Task objective »
How many lines in the rows below contain the string "green", with case counting? Reply with only the number.

Exercise material »
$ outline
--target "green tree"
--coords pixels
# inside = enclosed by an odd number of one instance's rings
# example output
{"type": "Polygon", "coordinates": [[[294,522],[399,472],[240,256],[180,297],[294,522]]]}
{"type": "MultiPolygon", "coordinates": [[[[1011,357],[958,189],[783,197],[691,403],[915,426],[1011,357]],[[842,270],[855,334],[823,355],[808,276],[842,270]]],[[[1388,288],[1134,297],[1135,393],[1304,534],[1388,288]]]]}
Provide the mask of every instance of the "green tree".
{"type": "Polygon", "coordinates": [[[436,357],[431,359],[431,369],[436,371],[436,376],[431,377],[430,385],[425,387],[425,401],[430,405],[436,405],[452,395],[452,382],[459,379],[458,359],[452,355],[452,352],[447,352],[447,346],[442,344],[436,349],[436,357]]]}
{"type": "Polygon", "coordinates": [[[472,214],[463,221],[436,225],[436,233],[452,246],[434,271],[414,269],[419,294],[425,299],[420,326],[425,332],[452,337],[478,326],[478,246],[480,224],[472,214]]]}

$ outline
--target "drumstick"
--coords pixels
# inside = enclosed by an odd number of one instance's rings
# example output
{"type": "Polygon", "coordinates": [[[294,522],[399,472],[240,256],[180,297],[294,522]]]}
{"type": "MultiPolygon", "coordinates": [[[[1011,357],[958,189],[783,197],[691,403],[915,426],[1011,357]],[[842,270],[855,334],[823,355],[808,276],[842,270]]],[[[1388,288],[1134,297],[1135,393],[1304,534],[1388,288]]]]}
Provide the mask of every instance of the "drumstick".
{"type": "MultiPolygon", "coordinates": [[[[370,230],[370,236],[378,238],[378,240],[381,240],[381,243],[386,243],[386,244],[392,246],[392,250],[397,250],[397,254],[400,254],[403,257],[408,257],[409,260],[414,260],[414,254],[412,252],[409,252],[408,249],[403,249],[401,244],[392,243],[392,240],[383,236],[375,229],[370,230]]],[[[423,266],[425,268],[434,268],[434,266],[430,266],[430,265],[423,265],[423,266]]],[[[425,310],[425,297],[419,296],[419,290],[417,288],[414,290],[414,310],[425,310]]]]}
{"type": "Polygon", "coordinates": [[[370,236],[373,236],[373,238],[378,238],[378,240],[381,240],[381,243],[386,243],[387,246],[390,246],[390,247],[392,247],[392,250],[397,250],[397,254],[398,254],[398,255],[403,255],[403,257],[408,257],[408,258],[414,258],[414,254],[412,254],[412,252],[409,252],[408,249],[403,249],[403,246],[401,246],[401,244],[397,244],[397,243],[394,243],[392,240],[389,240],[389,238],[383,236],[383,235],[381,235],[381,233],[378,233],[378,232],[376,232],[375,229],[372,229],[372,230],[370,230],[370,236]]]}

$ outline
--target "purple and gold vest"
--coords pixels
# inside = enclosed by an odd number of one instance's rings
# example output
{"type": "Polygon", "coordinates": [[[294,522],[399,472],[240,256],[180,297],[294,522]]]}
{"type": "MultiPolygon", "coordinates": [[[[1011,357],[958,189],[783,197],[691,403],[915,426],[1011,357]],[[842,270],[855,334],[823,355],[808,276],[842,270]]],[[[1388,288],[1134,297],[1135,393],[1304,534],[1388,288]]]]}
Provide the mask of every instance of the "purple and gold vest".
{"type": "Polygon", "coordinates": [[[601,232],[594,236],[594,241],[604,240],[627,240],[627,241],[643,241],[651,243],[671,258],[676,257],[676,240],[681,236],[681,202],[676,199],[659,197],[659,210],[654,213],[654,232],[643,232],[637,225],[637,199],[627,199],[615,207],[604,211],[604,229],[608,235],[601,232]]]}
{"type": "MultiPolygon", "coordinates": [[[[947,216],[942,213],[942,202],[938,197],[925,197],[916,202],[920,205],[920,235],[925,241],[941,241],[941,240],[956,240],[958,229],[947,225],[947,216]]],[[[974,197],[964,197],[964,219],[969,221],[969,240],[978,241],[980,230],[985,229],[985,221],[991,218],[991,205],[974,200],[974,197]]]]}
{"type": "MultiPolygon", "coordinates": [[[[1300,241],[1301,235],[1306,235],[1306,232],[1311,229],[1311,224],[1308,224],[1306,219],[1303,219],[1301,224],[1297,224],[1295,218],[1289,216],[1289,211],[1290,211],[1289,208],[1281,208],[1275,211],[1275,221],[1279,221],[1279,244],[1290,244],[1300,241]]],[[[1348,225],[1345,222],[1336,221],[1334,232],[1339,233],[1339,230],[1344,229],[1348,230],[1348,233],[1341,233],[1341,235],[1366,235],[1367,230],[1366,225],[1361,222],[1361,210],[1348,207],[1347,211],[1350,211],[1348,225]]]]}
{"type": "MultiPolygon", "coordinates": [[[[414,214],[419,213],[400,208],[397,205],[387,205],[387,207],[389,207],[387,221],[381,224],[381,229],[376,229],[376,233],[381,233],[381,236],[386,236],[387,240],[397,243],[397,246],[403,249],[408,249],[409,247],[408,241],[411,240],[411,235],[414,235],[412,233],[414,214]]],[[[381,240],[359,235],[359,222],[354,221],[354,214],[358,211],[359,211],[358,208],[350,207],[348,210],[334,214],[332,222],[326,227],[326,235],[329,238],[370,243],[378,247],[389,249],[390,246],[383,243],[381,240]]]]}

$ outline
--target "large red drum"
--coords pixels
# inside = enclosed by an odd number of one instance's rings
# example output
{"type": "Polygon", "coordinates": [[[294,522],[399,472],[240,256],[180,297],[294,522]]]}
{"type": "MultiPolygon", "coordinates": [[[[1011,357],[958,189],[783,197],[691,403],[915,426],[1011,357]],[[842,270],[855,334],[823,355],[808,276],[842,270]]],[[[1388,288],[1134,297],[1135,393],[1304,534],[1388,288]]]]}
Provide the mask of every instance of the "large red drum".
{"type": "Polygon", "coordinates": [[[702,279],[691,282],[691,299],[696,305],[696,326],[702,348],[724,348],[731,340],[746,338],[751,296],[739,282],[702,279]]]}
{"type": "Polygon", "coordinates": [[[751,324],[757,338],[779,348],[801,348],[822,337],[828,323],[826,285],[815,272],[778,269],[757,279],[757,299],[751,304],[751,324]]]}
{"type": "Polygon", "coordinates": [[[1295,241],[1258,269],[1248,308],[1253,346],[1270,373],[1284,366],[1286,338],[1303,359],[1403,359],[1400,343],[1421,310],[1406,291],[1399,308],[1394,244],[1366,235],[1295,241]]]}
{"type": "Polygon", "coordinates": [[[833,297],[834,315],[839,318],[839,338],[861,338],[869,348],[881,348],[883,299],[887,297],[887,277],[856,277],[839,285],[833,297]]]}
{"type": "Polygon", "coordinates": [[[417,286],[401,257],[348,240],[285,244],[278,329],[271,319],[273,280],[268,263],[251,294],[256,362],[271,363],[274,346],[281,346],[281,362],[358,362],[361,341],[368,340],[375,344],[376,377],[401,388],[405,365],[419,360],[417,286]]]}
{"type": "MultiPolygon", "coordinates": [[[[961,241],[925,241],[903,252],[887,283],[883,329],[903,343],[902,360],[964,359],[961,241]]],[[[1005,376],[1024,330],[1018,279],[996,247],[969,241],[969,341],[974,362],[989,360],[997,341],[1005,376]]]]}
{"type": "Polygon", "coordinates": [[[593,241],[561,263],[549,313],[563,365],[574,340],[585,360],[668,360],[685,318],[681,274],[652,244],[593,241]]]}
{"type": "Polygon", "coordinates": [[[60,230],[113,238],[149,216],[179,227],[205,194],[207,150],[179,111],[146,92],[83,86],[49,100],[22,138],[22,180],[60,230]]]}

Exercise solution »
2